*Text segment:*
The composition of crystalline and semi-crystalline precipitants (CF) was calculated by subtracting the BF concentration from the AF concentration (CCF = CAF – CAF). The SCF concentration mostly represents sulphidic S. As the concentrations of AsBF were generally below the detection limit (2 mg/kg), the AsCF concentration in these cases was AsAF – 2. Only SeAF and UAF concentrations were available. Statistical analysis was performed using SPSS 15.0.1 software.

In the winter of 2006, the pH, redox value, and EC of the sediment were measured in plastic bags immediately after sampling in the field. The pH was measured using a Mettler MP125 meter with a Mettler Toledo InLab 420 pH electrode, while redox was measured using the same meter with a Mettler Pt4805-60-88TE-S7/120 platinum electrode. Mettler Toledo Friscolyt solution was used with both pH and redox electrodes. EC was measured with a WTW Cond 340i meter fitted with a Tetracon 325/S electrode for all sample profiles to a depth of 16 cm, and from two of the profiles to a depth of 30 cm. Duplicate measurements were made at four points.

*Source data:*

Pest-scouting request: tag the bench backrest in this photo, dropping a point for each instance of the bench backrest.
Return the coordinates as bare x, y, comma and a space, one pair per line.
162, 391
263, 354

*Problem:* Can you quote the sediment measurement text, starting with "The composition of" and going on through "SPSS 15.0.1 software."?

*Answer for this exercise:*
The composition of crystalline and semi-crystalline precipitants (CF) was calculated by subtracting the BF concentration from the AF concentration (CCF = CAF – CAF). The SCF concentration mostly represents sulphidic S. As the concentrations of AsBF were generally below the detection limit (2 mg/kg), the AsCF concentration in these cases was AsAF – 2. Only SeAF and UAF concentrations were available. Statistical analysis was performed using SPSS 15.0.1 software.